▶ EXTRACTED RECORDS:
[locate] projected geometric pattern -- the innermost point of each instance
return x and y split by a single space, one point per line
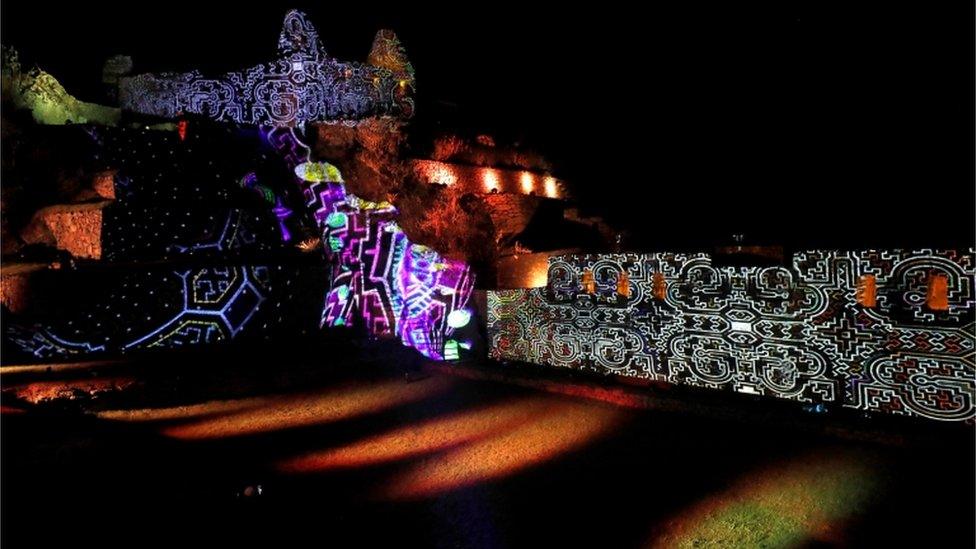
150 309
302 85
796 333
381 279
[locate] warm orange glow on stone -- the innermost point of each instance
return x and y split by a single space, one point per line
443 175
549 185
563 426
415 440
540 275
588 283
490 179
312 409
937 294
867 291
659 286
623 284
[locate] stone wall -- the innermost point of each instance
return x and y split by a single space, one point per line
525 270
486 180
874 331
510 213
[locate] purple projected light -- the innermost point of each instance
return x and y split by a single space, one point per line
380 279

==

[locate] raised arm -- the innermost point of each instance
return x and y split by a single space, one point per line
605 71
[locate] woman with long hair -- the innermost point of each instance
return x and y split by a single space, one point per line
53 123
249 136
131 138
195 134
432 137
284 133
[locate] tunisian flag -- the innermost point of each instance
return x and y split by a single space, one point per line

==

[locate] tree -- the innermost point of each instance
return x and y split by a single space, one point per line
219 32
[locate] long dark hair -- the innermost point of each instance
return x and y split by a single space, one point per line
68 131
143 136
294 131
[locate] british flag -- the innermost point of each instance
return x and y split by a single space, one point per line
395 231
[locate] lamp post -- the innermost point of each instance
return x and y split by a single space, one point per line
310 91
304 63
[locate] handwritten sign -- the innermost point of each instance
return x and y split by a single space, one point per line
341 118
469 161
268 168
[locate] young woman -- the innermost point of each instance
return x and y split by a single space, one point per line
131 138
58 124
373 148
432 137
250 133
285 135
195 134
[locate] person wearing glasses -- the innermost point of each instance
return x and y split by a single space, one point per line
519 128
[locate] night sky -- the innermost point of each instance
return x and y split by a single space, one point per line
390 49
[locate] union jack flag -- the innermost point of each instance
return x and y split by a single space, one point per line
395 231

▶ WHAT IS REQUIRED: Given the listing above, retype only the span of lines from the line with "[locate] projected geometric" up to and including the line with "[locate] warm orange", exactly as it stands and without pictures.

▶ YOUR SOLUTION:
[locate] projected geometric pattern -- the innermost point of each instance
return x and y split by a single space, one point per line
150 309
302 85
796 333
381 279
[locate] warm orange glow on stone -- the innermost point of each instance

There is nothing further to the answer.